◆ Your task ◆
Reproduce every line of the items below character for character.

◆ Material supplied ◆

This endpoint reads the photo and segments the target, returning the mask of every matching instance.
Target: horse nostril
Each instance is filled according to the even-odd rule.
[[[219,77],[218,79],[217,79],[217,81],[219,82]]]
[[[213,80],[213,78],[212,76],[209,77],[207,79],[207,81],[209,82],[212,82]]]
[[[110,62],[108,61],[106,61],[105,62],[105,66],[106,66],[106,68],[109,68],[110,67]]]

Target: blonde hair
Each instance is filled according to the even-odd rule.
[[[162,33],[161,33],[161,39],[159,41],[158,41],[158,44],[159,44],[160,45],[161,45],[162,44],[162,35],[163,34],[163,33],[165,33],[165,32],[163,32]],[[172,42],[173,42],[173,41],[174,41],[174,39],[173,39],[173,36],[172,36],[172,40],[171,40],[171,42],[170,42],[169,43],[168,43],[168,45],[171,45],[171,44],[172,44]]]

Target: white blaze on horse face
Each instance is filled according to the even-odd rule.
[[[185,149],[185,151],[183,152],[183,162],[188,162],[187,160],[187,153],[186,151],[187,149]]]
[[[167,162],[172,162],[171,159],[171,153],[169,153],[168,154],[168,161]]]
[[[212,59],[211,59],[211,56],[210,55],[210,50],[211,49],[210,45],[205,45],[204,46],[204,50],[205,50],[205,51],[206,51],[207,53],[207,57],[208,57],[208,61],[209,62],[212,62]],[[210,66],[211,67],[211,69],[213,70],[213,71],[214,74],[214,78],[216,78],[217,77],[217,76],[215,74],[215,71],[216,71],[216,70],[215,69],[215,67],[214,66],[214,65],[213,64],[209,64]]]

◆ Task output ◆
This endpoint reads the photo and segments the target, returning the mask of every matching instance.
Target: horse nostril
Each instance is filled according to the even-odd rule.
[[[219,77],[218,79],[217,79],[217,81],[219,82]]]
[[[213,80],[213,78],[212,76],[209,77],[207,79],[207,81],[209,82],[212,82]]]
[[[110,62],[108,61],[106,61],[105,62],[105,66],[106,66],[106,68],[109,68],[110,67]]]

Target: blonde hair
Each instance is filled according to the even-odd rule.
[[[162,33],[161,33],[161,39],[159,41],[158,41],[158,44],[159,44],[160,45],[161,45],[162,44],[162,35],[163,34],[163,33],[165,33],[165,32],[163,32]],[[172,42],[173,42],[173,41],[174,41],[174,39],[173,39],[173,36],[172,36],[172,40],[171,40],[171,42],[170,42],[169,43],[168,43],[168,45],[171,45],[171,44],[172,44]]]

Target: white blaze on horse face
Each instance is filled according to the even-odd rule.
[[[185,149],[185,151],[183,152],[183,162],[188,162],[187,160],[187,153],[186,151],[187,149]]]
[[[167,162],[172,162],[171,159],[171,153],[169,153],[168,154],[168,161]]]
[[[212,59],[211,59],[211,56],[210,55],[210,50],[211,49],[210,45],[205,45],[204,46],[204,50],[205,50],[205,51],[206,51],[207,53],[207,57],[208,57],[208,61],[209,62],[212,62]],[[210,66],[211,67],[211,69],[213,70],[213,71],[214,74],[214,78],[216,78],[217,77],[217,76],[215,74],[215,71],[216,71],[216,70],[215,69],[215,67],[214,66],[214,65],[213,64],[209,64]]]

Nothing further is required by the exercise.